- [本文]
___
今回は子供に斜視があるかどうかをチェックする方法について説明します。
まず赤ちゃんは視力が弱く視線が定まらないので、目の向きの判定は生後4か月以降になります。目の向きを調べる方法は、診察室ではペンライトを両目に当てて行いますが、子供の場合はじっとしていられないので、実際には難しいことが多いです。ご家族が調べたい場合は、スマホのカメラのすぐ上かすぐ下に(多くの斜視は左右の向き)キャラクターのシールを貼って、強制発光にして写真を撮ってみるのがよいようです。子供の集中力は少ししか続かないので、なかなか難しいです。
___
- [確認用データ]
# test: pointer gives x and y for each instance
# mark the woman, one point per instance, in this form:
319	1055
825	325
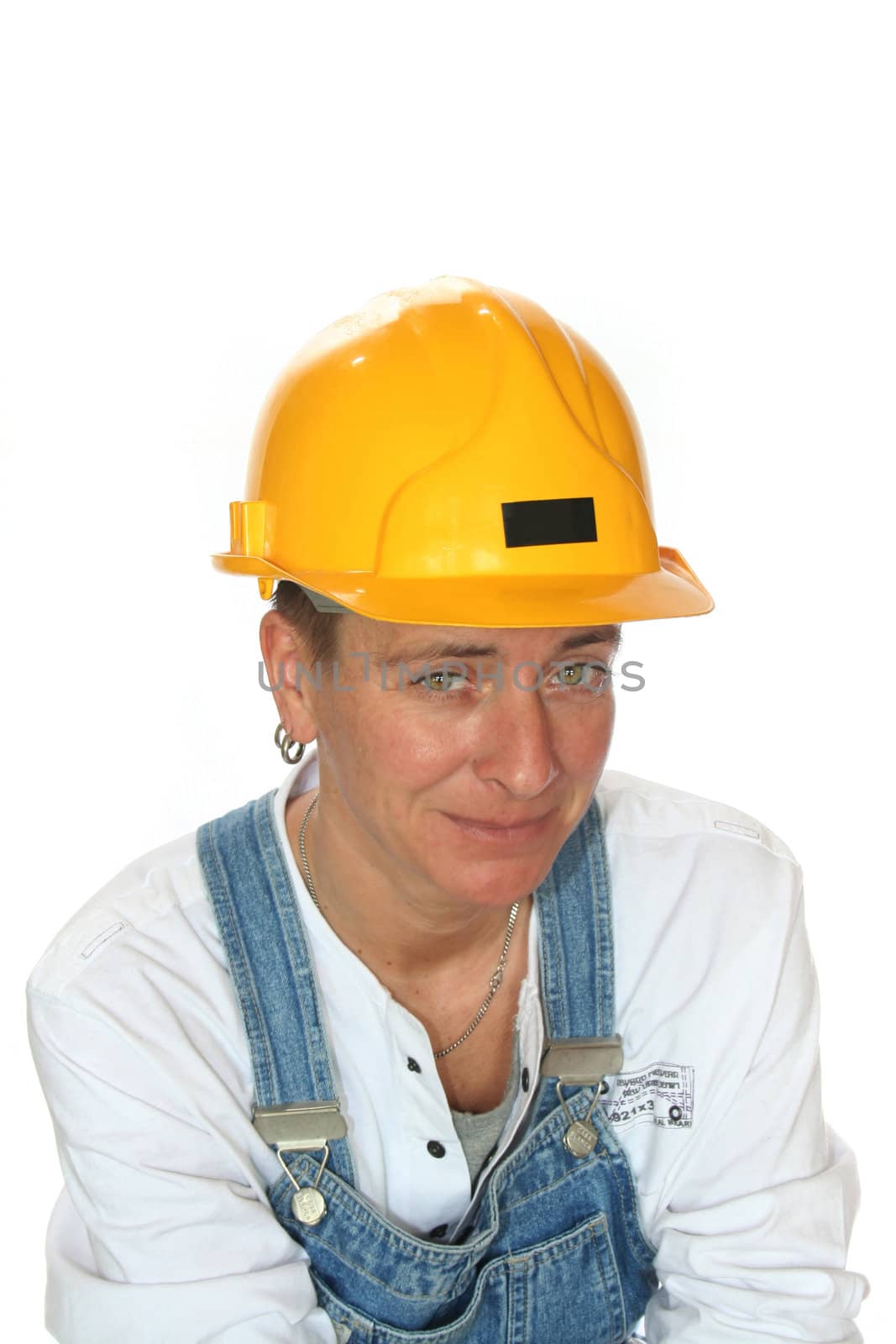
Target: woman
454	1035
___
- [やること]
[A] 斜視チェックの本文を2文で要約してください。
[B] 斜視チェックの本文を、最後の文の後から書き継いでください。
エントリーは本文とは別の出典から取ったものです。

- [解答]
[A] 赤ちゃんの目の向きの判定は生後4か月以降になり、診察室ではペンライトを両目に当てて調べますが、子供はじっとしていられないので実際には難しいことが多いです。家族が調べたい場合は、スマホのカメラのすぐ上かすぐ下にキャラクターのシールを貼って強制発光で写真を撮るのがよいようですが、子供の集中力は少ししか続かないのでなかなか難しいです。

[B]
拡大してみて光の反射の白い点が両目の中心にあれば正常です。判定が可能な状態は、顔が正面をまっすぐ向いていることと、少なくとも片方の目はカメラをまっすぐ見ていることです。だたこれでわかるのはいつも斜視になっている恒常性の方だけです。診察室では片目ずつ交互に隠して視線の動きをみるテスト(遮閉試験)をすることで、間欠性(時々なる)や斜位(片目ずつ見た時だけなる)の診断をしていきます。
いつおこるのかについては、診察室では斜視が出ない場合もあるので、どれくらいの頻度で、どんなときに斜視になるのかをご家族が把握していただくことや、動画や写真などをお持ちいただくと診断の助けになります。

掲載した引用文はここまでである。